:: ЗАДАНИЕ 1 ::
Какой подзаголовок носит книга Дэвида Риффа «Бойня», если судить по фрагменту о страхе как политической идее?
:: ЗАДАНИЕ 2 ::
Напишите продолжение фрагмента о страхе как политической идее, начав сразу после его последнего предложения.

:: ИСХОДНЫЙ ТЕКСТ ::
= = =

ЖАНРЫ

Страх. История политической идеи
Шрифт:

Подобным же образом Ричард Рорти утверждал, что негативные явления (в частности, жестокость) дают нам возможность утверждать либеральные принципы, не прибегая к архитектонической философии. По его словам, солидарность с жертвами насилия «обретается не в исследованиях» (это традиционный путь либералов, таких как Ролс или Дворкин), «а в воображении благодаря способности увидеть в незнакомых людях наших товарищей в страдании». Когда либерал сознает, что он «больше всего боится быть жестоким», ему уже не нужно заботиться об основаниях для своих идеалов. Ему необходимо только признать, что традиционные различия (племенные, расовые, культурные и т. п.) становятся «незначительными в сравнении с общностью, которая проявляется в отношении к боли и унижению». И здесь ему следует опередить не имеющий ответа философский вопрос: «Верите ли вы в то же и желаете ли того же, во что верим и чего желаем мы?» — и задать другой вопрос: «Страдаете ли вы?»43.

А вот как формулирует эту проблему Майкл Игнатьефф: «В двадцатом веке идея человеческой универсальности зиждется не столько на надежде, сколько на страхе, не столько на оптимизме в отношении способности человека творить добрые дела, сколько на его способности к злым делам, не столько на представлении о человеке как о творце собственной истории, сколько на представлении о нем как о волке по отношению к другим людям. Станциями на пути к такому интернационализму были Армения, Верден, Восточный фронт, Аушвиц [27] , Хиросима, Вьетнам, Камбоджа, Ливан, Руанда и Босния» 44 .

27

Аушвиц — немецкое название Освенцима.

Несмотря на выказываемое Шкляр неприятие современных дискуссий, многие авторы присоединились к ее видению либерализма террора именно из-за того, что ее концепция отвечала их требованиям политической уверенности. Описания террора на Балканах и в Руанде, представленные последователями Шкляр, — это не просто сказания о дальних странах. Это повествования о странах Запада, свидетелях террора. «Бойня» Дэвида Риффа, получивший оживленную реакцию рассказ об этнических чистках в Боснии, имеет подзаголовок «Провал Запада». Старейший журналист «Нью рипаблик» Энтони Льюис назвал эту книгу «эпитафией Боснии или всем нам»45. Саманта Пауэр, автор отмеченной премией книги, посвященной вялой реакции Америки на акты геноцида, имевшие место в XX веке, сказала в интервью корреспонденту «Нью-Йорк таймс», что она — «дитя Боснии» и «достигла совершеннолетия» на Балканах46. Авторы двух наиболее значительных книг об этнических чистках девяностых годов Филипп Гуревич («Мы хотим сообщить вам, что будем убиты вместе с нашими семьями») и Майкл Игнатьефф («Честь воина») сами являются центральными персонажами своих повествований. В рассказах о зверствах нацизма или сталинизма их авторы зачастую отходят в сторону, их повествования носят внеличностный характер; на ум приходят в первую очередь «Архипелаг ГУЛАГ» Солженицына — жертвы сталинских репрессий и «Истоки тоталитаризма» Арендт — беженки из гитлеровской Германии. Но авторы, пишущие о терроре после окончания холодной войны, выходят в своих повествованиях на первый план, напоминая читателям, что главное действующее лицо их рассказов не жертва, а повествователь, выступающий от имени всех нас.

= = =

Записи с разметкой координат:

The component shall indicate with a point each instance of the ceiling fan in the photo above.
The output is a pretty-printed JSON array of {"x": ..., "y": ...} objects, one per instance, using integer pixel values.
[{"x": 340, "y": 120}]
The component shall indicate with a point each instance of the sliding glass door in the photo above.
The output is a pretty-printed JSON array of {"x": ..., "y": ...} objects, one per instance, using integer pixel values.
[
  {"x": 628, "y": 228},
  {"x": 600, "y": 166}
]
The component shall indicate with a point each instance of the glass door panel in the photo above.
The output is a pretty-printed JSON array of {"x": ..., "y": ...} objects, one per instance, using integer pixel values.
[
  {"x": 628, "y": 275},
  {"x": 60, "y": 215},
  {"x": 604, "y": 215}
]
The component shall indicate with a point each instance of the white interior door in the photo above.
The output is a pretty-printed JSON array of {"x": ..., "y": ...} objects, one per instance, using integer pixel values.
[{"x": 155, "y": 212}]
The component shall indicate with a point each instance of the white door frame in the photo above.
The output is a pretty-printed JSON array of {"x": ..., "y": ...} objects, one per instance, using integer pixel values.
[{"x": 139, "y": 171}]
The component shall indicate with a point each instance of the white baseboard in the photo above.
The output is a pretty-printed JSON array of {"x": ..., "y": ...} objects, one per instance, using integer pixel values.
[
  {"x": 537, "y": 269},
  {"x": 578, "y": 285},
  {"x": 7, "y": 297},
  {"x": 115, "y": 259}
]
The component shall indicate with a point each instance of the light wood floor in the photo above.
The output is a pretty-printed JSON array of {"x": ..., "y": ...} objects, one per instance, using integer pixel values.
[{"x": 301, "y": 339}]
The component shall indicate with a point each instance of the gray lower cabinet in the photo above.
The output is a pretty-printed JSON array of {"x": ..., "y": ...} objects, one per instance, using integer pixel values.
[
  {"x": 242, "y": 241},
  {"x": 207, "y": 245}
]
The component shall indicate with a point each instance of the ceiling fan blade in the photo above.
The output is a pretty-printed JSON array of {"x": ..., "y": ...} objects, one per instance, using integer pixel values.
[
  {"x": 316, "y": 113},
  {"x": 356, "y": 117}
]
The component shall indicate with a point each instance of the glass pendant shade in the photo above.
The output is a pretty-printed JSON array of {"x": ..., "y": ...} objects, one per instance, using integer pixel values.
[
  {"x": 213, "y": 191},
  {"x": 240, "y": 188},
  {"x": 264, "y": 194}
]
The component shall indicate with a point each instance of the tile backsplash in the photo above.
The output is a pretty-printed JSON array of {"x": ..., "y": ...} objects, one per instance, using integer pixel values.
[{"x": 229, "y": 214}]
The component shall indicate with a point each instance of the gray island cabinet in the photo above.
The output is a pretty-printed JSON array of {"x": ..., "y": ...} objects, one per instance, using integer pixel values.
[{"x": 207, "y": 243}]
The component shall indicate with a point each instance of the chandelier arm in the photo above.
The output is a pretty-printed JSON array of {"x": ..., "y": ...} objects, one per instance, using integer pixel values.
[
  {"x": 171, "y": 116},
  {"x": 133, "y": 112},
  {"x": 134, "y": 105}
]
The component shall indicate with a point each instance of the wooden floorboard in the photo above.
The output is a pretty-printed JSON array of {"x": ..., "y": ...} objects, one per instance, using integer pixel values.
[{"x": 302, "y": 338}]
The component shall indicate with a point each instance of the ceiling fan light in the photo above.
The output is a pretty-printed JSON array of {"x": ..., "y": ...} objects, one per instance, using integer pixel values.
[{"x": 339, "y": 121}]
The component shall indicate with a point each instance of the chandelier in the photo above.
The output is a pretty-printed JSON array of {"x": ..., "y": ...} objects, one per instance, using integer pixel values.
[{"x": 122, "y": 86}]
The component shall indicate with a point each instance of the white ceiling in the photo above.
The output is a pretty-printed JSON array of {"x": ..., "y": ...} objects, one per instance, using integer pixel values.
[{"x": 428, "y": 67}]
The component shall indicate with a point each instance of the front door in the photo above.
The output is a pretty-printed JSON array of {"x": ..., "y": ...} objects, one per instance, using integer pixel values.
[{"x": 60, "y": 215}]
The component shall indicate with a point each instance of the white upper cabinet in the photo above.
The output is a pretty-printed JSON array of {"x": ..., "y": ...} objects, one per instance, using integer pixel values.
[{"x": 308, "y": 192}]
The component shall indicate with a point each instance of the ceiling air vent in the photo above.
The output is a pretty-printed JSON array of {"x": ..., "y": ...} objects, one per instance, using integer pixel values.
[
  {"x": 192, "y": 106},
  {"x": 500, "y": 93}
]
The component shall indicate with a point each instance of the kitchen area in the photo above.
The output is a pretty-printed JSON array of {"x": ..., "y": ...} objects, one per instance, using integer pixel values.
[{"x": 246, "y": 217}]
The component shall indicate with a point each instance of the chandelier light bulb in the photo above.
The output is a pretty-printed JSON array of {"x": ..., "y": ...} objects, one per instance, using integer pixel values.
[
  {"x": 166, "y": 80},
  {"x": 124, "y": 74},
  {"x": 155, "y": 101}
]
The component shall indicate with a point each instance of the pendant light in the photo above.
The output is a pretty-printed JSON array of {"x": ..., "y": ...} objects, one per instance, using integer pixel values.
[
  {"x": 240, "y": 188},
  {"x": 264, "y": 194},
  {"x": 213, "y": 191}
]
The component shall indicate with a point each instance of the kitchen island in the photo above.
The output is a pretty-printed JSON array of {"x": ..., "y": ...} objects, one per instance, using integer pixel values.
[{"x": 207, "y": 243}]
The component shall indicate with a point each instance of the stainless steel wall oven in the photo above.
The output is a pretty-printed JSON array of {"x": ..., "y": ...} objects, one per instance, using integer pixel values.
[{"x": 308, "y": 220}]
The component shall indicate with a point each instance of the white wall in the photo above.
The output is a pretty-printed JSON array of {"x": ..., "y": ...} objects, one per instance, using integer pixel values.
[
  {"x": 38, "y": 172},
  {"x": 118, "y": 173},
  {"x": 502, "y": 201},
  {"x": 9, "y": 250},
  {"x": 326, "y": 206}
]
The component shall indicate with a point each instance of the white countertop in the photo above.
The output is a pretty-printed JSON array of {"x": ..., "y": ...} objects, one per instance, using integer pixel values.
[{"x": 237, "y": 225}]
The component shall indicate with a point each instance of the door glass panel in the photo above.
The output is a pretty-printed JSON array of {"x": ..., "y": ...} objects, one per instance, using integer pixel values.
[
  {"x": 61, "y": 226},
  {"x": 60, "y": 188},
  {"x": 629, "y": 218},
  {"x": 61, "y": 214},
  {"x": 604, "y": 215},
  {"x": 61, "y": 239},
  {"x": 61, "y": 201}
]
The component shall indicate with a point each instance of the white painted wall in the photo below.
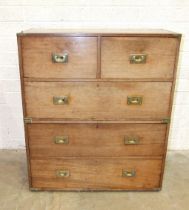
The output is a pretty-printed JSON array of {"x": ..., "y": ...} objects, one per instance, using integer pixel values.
[{"x": 17, "y": 15}]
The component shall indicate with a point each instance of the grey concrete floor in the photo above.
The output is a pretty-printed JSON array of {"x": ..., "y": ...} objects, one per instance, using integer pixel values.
[{"x": 14, "y": 193}]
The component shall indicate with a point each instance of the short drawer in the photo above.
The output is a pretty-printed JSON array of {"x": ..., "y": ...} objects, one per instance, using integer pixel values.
[
  {"x": 59, "y": 57},
  {"x": 98, "y": 100},
  {"x": 138, "y": 57},
  {"x": 96, "y": 140},
  {"x": 98, "y": 173}
]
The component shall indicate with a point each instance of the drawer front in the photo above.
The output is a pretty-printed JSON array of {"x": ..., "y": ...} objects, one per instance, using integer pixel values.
[
  {"x": 59, "y": 57},
  {"x": 95, "y": 140},
  {"x": 98, "y": 173},
  {"x": 138, "y": 57},
  {"x": 98, "y": 100}
]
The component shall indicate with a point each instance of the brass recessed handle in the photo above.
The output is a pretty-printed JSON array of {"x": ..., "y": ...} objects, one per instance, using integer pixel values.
[
  {"x": 134, "y": 100},
  {"x": 138, "y": 58},
  {"x": 60, "y": 100},
  {"x": 61, "y": 140},
  {"x": 60, "y": 58},
  {"x": 128, "y": 173},
  {"x": 63, "y": 173},
  {"x": 131, "y": 140}
]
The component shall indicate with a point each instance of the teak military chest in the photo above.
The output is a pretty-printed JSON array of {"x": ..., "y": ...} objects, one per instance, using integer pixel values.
[{"x": 97, "y": 107}]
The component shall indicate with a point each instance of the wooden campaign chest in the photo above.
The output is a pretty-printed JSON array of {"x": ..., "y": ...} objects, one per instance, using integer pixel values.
[{"x": 97, "y": 107}]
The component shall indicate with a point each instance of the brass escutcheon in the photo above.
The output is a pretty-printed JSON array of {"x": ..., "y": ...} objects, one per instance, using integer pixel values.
[
  {"x": 60, "y": 58},
  {"x": 138, "y": 58},
  {"x": 60, "y": 100},
  {"x": 134, "y": 100},
  {"x": 63, "y": 173},
  {"x": 128, "y": 173},
  {"x": 61, "y": 140}
]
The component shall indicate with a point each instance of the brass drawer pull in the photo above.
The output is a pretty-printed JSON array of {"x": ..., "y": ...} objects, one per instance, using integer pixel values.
[
  {"x": 131, "y": 140},
  {"x": 61, "y": 140},
  {"x": 60, "y": 58},
  {"x": 62, "y": 173},
  {"x": 60, "y": 100},
  {"x": 138, "y": 58},
  {"x": 134, "y": 100},
  {"x": 127, "y": 173}
]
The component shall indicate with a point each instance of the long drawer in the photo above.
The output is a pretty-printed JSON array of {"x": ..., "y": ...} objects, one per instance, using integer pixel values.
[
  {"x": 96, "y": 140},
  {"x": 98, "y": 173},
  {"x": 98, "y": 100},
  {"x": 59, "y": 57},
  {"x": 138, "y": 57}
]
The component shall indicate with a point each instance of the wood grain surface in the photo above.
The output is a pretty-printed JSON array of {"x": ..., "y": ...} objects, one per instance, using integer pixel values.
[
  {"x": 37, "y": 57},
  {"x": 96, "y": 140},
  {"x": 116, "y": 51},
  {"x": 98, "y": 173},
  {"x": 98, "y": 100}
]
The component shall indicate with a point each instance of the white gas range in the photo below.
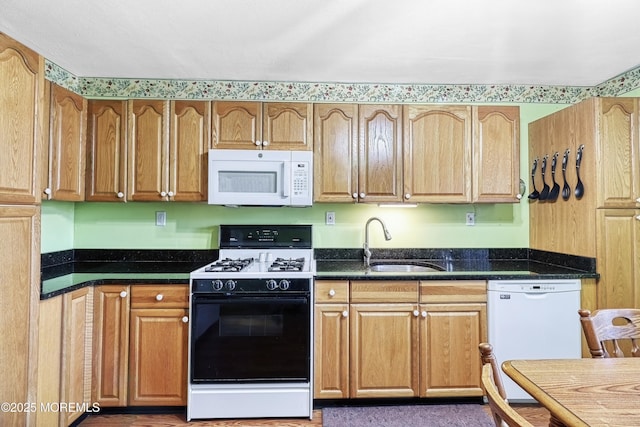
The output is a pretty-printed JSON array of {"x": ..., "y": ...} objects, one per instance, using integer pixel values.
[{"x": 250, "y": 343}]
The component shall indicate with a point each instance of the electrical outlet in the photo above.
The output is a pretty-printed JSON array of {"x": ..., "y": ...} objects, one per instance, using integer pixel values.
[
  {"x": 330, "y": 218},
  {"x": 471, "y": 218},
  {"x": 161, "y": 218}
]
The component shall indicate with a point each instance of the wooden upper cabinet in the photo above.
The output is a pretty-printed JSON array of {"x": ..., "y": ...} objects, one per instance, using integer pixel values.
[
  {"x": 256, "y": 125},
  {"x": 189, "y": 143},
  {"x": 21, "y": 122},
  {"x": 380, "y": 153},
  {"x": 148, "y": 150},
  {"x": 106, "y": 151},
  {"x": 496, "y": 154},
  {"x": 335, "y": 156},
  {"x": 618, "y": 153},
  {"x": 67, "y": 142},
  {"x": 437, "y": 153}
]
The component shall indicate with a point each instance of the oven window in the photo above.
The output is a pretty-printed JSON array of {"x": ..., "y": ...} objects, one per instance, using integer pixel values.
[
  {"x": 250, "y": 339},
  {"x": 248, "y": 182}
]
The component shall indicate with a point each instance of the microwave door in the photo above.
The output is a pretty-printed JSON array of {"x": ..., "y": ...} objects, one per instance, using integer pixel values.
[{"x": 247, "y": 183}]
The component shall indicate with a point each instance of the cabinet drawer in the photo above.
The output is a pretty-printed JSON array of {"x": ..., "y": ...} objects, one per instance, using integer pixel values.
[
  {"x": 453, "y": 291},
  {"x": 332, "y": 291},
  {"x": 159, "y": 296},
  {"x": 384, "y": 291}
]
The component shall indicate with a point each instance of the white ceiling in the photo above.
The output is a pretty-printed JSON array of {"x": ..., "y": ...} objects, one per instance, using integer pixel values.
[{"x": 530, "y": 42}]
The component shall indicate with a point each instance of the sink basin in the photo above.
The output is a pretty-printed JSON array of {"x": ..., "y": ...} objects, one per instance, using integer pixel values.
[{"x": 403, "y": 267}]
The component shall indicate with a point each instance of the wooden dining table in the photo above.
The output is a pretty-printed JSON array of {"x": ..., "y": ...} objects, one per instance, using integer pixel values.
[{"x": 582, "y": 392}]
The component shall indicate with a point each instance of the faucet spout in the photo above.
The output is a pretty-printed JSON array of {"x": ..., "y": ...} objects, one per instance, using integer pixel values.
[{"x": 387, "y": 236}]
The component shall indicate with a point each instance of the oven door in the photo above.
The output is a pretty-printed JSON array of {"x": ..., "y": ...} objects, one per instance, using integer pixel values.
[{"x": 250, "y": 339}]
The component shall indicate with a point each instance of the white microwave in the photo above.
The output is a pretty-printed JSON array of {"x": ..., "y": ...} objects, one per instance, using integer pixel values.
[{"x": 260, "y": 177}]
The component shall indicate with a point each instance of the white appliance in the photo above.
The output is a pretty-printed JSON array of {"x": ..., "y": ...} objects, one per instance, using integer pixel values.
[
  {"x": 533, "y": 319},
  {"x": 260, "y": 177},
  {"x": 250, "y": 335}
]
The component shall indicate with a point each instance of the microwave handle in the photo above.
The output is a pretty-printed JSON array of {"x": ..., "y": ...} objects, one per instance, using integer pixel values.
[{"x": 286, "y": 179}]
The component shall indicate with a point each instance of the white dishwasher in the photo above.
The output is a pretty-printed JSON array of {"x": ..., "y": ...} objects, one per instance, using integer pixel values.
[{"x": 533, "y": 319}]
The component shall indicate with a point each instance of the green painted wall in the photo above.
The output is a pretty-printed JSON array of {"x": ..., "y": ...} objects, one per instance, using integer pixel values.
[{"x": 194, "y": 225}]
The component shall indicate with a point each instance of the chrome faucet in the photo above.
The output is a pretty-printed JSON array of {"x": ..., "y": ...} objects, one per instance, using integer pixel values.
[{"x": 387, "y": 236}]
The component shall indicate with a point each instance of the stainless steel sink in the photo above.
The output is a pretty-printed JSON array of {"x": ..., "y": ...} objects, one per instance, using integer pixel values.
[{"x": 403, "y": 267}]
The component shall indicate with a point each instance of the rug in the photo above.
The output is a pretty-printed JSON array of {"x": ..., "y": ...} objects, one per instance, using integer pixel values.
[{"x": 453, "y": 415}]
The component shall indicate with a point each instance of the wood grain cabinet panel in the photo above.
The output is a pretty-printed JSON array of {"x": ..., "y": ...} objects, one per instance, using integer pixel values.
[
  {"x": 22, "y": 124},
  {"x": 67, "y": 142},
  {"x": 256, "y": 125},
  {"x": 106, "y": 176}
]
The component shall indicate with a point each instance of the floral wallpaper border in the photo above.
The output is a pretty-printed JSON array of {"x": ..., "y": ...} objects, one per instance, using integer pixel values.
[{"x": 94, "y": 87}]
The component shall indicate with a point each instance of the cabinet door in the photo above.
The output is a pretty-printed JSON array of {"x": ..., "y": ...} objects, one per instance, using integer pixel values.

= = =

:: ОТВЕТ 1 ::
«Провал Запада».

:: ОТВЕТ 2 ::
Мало кто из авторов раскрыл связь между террором и обновлением личности более рельефно, чем это сделал Гуревич в своем ошеломляющем повествовании о геноциде 1994 года в Руанде. В представлении Гуревича, Руанда была классной комнатой для западной личности, где человек, подобный ему — или нам, может достичь более ясного понимания своих убеждений и получить подтверждения достоверности своего опыта. Во введении книги «Мы хотим сообщить вам…» Гуревич признает, что ее настоящим предметом является не геноцид в Руанде, а моральная эпистемология. Он разъясняет: «Эта книга о том, как люди представляют себе себя самих и друг друга, о том, как мы представляем себе наш мир». Хотя геноцид может показаться дурным поводом для того, чтобы разбирать тонкости воображения, Гуревич счел уместным обратиться к этой теме, так как геноцид вынуждает человека испытать «странную необходимость воображать то, что на деле реально». Глядя на кучу костей, Гуревич «спрашивал себя, могу ли я на самом деле видеть то, что видел, когда увидел эту кучу». В отличие от среднего человека, который видит дерево и принимает как данность факт, что видит дерево, свидетелю геноцида, чтобы увидеть, требуется больше, чем смотреть. Зрения недостаточно тому, кто видит нечто слишком страшное, чтобы в это поверить. Чтобы по-настоящему увидеть геноцид, нам приходится признать: да, люди делали — и могут делать — такое друг с другом. Иными словами, зрение требует этической интерпретации. Как объясняет Гуревич, это свидетельство морали и зрения «более всего сущего зачаровывает меня»; оно-то и привело его в Руанду47.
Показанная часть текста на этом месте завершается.